> DESCRIPTION OF THE TASK:
In the data below, locate the line containing "Mark each instance of the black eyeglass" and the line containing "Mark each instance of the sky", then retype both and everything between them exactly. Pictures are not part of the copy.

> EXCERPTED RECORDS:
++++

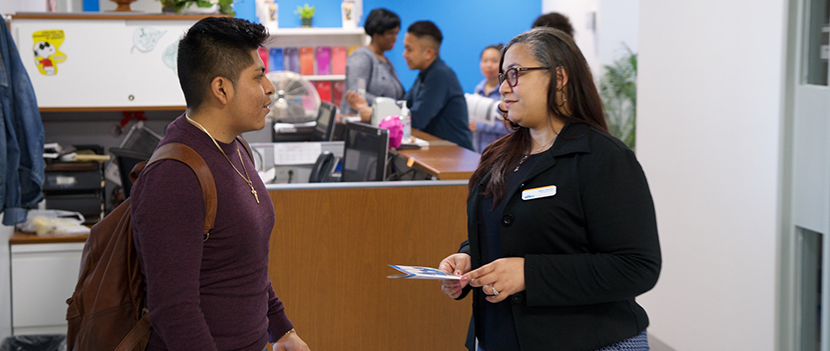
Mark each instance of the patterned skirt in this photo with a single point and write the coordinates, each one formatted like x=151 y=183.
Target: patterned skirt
x=636 y=343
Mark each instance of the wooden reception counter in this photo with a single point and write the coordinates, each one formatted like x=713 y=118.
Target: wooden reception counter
x=330 y=249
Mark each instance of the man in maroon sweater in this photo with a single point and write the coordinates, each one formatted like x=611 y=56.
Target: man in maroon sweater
x=212 y=294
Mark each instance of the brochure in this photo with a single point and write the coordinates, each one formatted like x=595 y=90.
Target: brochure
x=415 y=272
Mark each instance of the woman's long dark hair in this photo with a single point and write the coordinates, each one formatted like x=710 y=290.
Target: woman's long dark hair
x=552 y=48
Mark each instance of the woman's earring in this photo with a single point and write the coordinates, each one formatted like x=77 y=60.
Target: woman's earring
x=564 y=100
x=503 y=112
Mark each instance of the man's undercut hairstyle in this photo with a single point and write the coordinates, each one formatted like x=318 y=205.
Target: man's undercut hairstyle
x=426 y=29
x=215 y=47
x=381 y=20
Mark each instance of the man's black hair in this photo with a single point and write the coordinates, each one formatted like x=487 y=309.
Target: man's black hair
x=421 y=29
x=215 y=47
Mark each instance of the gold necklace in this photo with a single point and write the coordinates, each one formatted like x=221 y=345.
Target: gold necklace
x=524 y=158
x=246 y=179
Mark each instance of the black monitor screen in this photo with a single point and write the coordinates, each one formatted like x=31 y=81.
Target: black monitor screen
x=325 y=122
x=364 y=155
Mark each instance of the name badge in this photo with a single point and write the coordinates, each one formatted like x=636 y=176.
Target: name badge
x=538 y=193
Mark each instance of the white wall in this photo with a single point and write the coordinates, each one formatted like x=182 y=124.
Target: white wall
x=578 y=11
x=617 y=25
x=709 y=127
x=616 y=22
x=5 y=282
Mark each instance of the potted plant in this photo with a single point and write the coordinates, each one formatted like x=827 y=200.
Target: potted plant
x=618 y=90
x=220 y=6
x=306 y=14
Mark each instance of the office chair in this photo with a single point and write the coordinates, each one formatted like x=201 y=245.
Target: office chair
x=126 y=159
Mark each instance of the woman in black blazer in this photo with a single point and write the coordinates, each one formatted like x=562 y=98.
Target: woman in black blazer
x=562 y=234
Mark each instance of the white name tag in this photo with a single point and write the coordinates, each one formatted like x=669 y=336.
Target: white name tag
x=537 y=193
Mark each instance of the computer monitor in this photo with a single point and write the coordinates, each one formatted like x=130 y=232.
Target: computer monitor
x=364 y=154
x=324 y=129
x=126 y=159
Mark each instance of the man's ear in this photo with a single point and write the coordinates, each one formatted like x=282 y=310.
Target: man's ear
x=222 y=89
x=561 y=78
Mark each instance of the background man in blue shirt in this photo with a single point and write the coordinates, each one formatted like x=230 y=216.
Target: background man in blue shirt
x=436 y=101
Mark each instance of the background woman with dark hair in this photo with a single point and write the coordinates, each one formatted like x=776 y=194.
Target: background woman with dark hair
x=489 y=87
x=368 y=64
x=562 y=234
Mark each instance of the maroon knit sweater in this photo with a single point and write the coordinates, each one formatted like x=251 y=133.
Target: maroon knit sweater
x=212 y=295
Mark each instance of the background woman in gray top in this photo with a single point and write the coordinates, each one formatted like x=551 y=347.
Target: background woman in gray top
x=369 y=65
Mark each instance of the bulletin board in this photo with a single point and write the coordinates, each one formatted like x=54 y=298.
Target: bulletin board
x=108 y=62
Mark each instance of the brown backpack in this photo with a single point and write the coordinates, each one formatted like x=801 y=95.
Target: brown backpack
x=106 y=310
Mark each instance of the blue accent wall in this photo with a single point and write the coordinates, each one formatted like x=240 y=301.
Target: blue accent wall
x=91 y=5
x=468 y=26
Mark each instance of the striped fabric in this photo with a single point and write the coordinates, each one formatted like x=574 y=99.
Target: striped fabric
x=636 y=343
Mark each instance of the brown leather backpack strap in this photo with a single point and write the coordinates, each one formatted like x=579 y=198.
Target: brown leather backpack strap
x=247 y=148
x=136 y=170
x=141 y=331
x=186 y=155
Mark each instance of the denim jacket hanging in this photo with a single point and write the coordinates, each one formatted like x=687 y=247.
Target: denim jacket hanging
x=21 y=136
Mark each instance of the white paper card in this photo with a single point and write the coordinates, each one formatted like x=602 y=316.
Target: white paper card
x=296 y=153
x=415 y=272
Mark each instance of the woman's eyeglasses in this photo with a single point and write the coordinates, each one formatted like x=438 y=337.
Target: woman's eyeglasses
x=512 y=74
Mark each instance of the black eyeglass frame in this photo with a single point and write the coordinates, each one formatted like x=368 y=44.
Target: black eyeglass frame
x=506 y=75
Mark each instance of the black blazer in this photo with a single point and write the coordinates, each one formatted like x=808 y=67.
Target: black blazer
x=589 y=250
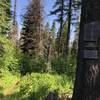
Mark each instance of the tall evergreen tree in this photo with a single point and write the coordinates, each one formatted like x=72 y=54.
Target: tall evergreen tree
x=5 y=16
x=32 y=29
x=60 y=11
x=14 y=28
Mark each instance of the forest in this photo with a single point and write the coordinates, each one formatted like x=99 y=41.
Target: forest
x=40 y=60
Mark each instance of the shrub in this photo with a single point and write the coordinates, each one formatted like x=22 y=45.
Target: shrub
x=37 y=86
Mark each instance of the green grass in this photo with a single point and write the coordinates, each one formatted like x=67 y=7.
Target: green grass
x=34 y=87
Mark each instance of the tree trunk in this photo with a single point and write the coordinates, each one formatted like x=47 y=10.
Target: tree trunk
x=69 y=25
x=87 y=83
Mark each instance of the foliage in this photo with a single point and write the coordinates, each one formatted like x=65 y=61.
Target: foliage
x=31 y=64
x=9 y=58
x=37 y=86
x=64 y=65
x=4 y=16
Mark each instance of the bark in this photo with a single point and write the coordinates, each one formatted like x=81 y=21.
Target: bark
x=87 y=83
x=69 y=25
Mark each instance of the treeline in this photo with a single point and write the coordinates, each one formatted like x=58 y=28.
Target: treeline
x=41 y=47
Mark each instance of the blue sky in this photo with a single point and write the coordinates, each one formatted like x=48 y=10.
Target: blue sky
x=22 y=4
x=48 y=4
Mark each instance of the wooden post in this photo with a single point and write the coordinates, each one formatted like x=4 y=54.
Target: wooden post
x=87 y=83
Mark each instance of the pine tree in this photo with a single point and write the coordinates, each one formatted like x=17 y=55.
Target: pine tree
x=32 y=29
x=14 y=28
x=60 y=11
x=5 y=16
x=53 y=29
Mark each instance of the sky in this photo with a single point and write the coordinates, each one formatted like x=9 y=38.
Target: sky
x=48 y=6
x=22 y=4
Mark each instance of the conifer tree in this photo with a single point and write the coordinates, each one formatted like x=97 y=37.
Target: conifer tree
x=32 y=29
x=5 y=16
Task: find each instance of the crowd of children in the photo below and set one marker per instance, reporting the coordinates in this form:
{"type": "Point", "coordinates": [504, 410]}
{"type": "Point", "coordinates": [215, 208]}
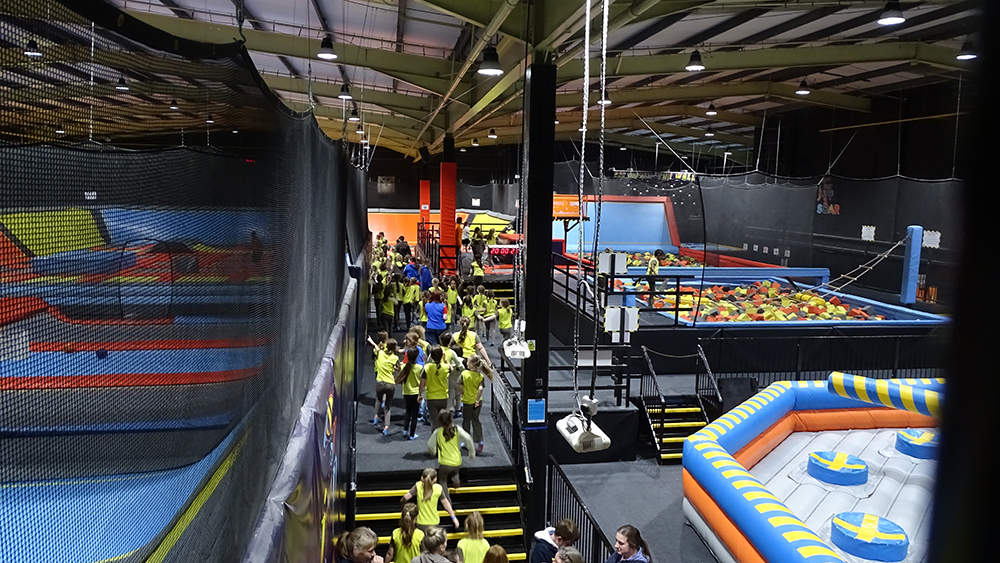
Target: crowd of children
{"type": "Point", "coordinates": [442, 366]}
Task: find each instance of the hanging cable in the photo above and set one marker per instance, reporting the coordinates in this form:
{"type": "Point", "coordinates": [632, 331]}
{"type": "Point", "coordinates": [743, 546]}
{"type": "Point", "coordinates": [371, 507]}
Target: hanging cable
{"type": "Point", "coordinates": [600, 196]}
{"type": "Point", "coordinates": [582, 208]}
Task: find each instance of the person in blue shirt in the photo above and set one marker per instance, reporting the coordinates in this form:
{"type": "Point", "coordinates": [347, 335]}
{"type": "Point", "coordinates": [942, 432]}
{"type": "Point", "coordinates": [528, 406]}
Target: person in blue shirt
{"type": "Point", "coordinates": [411, 270]}
{"type": "Point", "coordinates": [426, 279]}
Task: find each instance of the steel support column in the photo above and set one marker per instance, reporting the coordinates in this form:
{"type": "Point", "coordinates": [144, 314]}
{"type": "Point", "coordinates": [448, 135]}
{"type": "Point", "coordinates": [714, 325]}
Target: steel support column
{"type": "Point", "coordinates": [539, 119]}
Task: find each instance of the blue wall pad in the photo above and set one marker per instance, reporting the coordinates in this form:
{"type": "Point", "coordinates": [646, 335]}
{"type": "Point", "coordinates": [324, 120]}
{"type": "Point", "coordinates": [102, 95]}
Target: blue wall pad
{"type": "Point", "coordinates": [917, 443]}
{"type": "Point", "coordinates": [868, 536]}
{"type": "Point", "coordinates": [837, 468]}
{"type": "Point", "coordinates": [82, 262]}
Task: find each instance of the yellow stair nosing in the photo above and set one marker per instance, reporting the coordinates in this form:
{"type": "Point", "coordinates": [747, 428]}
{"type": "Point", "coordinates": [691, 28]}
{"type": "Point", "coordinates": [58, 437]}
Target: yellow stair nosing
{"type": "Point", "coordinates": [459, 535]}
{"type": "Point", "coordinates": [441, 513]}
{"type": "Point", "coordinates": [451, 490]}
{"type": "Point", "coordinates": [691, 424]}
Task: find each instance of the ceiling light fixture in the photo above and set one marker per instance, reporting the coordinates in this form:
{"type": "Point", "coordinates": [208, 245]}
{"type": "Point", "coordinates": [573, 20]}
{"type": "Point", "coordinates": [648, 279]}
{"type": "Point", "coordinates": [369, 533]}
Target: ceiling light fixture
{"type": "Point", "coordinates": [326, 49]}
{"type": "Point", "coordinates": [968, 51]}
{"type": "Point", "coordinates": [31, 50]}
{"type": "Point", "coordinates": [491, 63]}
{"type": "Point", "coordinates": [892, 15]}
{"type": "Point", "coordinates": [694, 63]}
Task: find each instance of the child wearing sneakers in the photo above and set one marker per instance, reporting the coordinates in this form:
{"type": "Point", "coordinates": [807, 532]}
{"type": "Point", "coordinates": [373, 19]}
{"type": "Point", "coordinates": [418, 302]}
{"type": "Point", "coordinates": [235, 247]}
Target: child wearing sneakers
{"type": "Point", "coordinates": [472, 398]}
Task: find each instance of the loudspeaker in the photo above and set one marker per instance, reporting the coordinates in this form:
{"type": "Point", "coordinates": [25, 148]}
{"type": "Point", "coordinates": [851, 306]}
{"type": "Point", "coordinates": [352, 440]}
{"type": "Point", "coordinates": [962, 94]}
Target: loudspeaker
{"type": "Point", "coordinates": [735, 390]}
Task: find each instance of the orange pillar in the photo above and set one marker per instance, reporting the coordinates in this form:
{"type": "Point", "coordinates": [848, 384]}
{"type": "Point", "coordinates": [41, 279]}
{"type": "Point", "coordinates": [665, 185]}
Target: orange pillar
{"type": "Point", "coordinates": [448, 174]}
{"type": "Point", "coordinates": [425, 201]}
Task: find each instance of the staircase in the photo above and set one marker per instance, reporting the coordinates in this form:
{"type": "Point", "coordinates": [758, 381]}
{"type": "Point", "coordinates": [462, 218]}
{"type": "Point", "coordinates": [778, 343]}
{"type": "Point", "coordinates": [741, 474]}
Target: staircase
{"type": "Point", "coordinates": [671, 419]}
{"type": "Point", "coordinates": [491, 491]}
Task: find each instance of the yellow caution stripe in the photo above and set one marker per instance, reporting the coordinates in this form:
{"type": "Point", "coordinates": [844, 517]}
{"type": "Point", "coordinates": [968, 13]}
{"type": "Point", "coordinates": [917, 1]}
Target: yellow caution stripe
{"type": "Point", "coordinates": [451, 490]}
{"type": "Point", "coordinates": [442, 513]}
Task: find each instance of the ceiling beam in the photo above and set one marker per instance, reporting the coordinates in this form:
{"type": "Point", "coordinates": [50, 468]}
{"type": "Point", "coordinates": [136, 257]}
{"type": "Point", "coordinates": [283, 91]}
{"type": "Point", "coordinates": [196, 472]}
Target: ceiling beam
{"type": "Point", "coordinates": [629, 123]}
{"type": "Point", "coordinates": [715, 91]}
{"type": "Point", "coordinates": [412, 107]}
{"type": "Point", "coordinates": [428, 73]}
{"type": "Point", "coordinates": [480, 13]}
{"type": "Point", "coordinates": [506, 8]}
{"type": "Point", "coordinates": [576, 116]}
{"type": "Point", "coordinates": [840, 55]}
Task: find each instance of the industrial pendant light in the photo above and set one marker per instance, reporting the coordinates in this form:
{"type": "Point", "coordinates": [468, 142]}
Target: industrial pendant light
{"type": "Point", "coordinates": [491, 62]}
{"type": "Point", "coordinates": [326, 49]}
{"type": "Point", "coordinates": [694, 63]}
{"type": "Point", "coordinates": [892, 15]}
{"type": "Point", "coordinates": [31, 50]}
{"type": "Point", "coordinates": [968, 51]}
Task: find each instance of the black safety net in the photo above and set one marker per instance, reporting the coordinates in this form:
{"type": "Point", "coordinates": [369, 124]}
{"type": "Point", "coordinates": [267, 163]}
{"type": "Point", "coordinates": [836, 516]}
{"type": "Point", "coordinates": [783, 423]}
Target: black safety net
{"type": "Point", "coordinates": [174, 256]}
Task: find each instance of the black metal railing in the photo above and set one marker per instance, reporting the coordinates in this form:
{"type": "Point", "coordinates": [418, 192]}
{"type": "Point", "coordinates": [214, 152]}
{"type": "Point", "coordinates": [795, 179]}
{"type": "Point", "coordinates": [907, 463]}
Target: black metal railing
{"type": "Point", "coordinates": [505, 411]}
{"type": "Point", "coordinates": [565, 502]}
{"type": "Point", "coordinates": [804, 358]}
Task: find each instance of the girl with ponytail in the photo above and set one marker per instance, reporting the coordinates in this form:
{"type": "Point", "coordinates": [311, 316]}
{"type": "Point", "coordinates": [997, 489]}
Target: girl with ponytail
{"type": "Point", "coordinates": [427, 492]}
{"type": "Point", "coordinates": [629, 546]}
{"type": "Point", "coordinates": [469, 341]}
{"type": "Point", "coordinates": [405, 544]}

++++

> PROBLEM SOLUTION:
Mark each instance of the black eyeglass frame in this photo with a single point and write the coordinates, each one formatted like x=368 y=44.
Target: black eyeglass frame
x=506 y=75
Mark each instance of the black blazer in this photo with a single point and write the coordinates, each one formatted like x=808 y=67.
Target: black blazer
x=589 y=250
Mark each instance of the tall evergreen tree in this photo with a single point and write the coordinates, each one formatted like x=72 y=54.
Target: tall evergreen tree
x=5 y=16
x=32 y=29
x=60 y=11
x=14 y=28
Mark each instance of the forest in this photo with a single point and write the coordinates, each one formatted like x=99 y=41.
Target: forest
x=40 y=60
Mark each instance of the shrub in this photo with a single point and write the coordinates, each one formatted like x=22 y=45.
Target: shrub
x=37 y=86
Mark each instance of the green grass in this photo with a single point and write the coordinates, each one formatted like x=67 y=7.
Target: green grass
x=34 y=87
Mark each instance of the tree trunk in this photo with a single point and write the coordinates, each one formatted like x=47 y=10.
Target: tree trunk
x=69 y=25
x=87 y=83
Mark each instance of the foliage in this photo with a single point and write the coordinates, each one formatted like x=65 y=61.
Target: foliage
x=31 y=64
x=9 y=58
x=37 y=86
x=64 y=65
x=4 y=16
Mark each instance of the bark in this photo with a single point and write the coordinates, each one formatted like x=81 y=21.
Target: bark
x=87 y=83
x=69 y=25
Mark each instance of the treeline in this photo with a single point and write the coordinates, each one formatted like x=58 y=28.
Target: treeline
x=41 y=47
Mark each instance of the blue sky in this photo with a single point and write the coordinates, each one formatted like x=48 y=10.
Target: blue sky
x=22 y=4
x=48 y=4
Mark each instance of the wooden post in this photo with a single point and write the coordinates, each one formatted like x=4 y=54.
Target: wooden post
x=87 y=83
Mark each instance of the pine tree in this photo with a single point and write the coordinates, each one formatted like x=17 y=55.
Target: pine tree
x=32 y=29
x=14 y=28
x=60 y=11
x=5 y=16
x=53 y=29
Mark each instance of the sky in this photo with a single point and write the coordinates, each one formatted like x=9 y=38.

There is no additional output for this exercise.